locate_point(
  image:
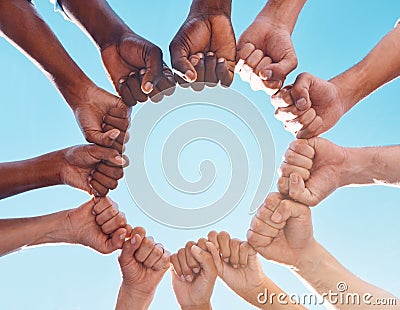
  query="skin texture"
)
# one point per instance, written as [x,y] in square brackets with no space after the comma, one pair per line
[312,106]
[282,231]
[193,291]
[89,103]
[143,264]
[314,168]
[103,231]
[204,49]
[134,64]
[265,50]
[91,168]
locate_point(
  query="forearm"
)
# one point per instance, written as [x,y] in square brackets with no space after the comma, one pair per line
[372,165]
[285,12]
[33,231]
[129,300]
[332,281]
[379,67]
[18,21]
[211,7]
[21,176]
[87,15]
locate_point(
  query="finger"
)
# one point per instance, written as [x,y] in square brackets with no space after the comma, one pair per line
[155,255]
[279,71]
[223,73]
[255,58]
[118,221]
[300,91]
[312,130]
[186,271]
[283,185]
[212,237]
[98,189]
[104,180]
[191,262]
[205,260]
[180,63]
[126,95]
[146,247]
[245,51]
[296,159]
[154,69]
[112,172]
[177,267]
[258,241]
[234,245]
[286,170]
[223,240]
[128,249]
[210,63]
[120,123]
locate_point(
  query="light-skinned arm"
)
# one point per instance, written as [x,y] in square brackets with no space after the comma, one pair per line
****
## PROBLEM TO WORK ON
Once you have found every line above holding the word "query", copy those lines.

## EXERCISE SOLUTION
  query="skin texture"
  query="forearm"
  query="finger"
  query="light-skinned arm"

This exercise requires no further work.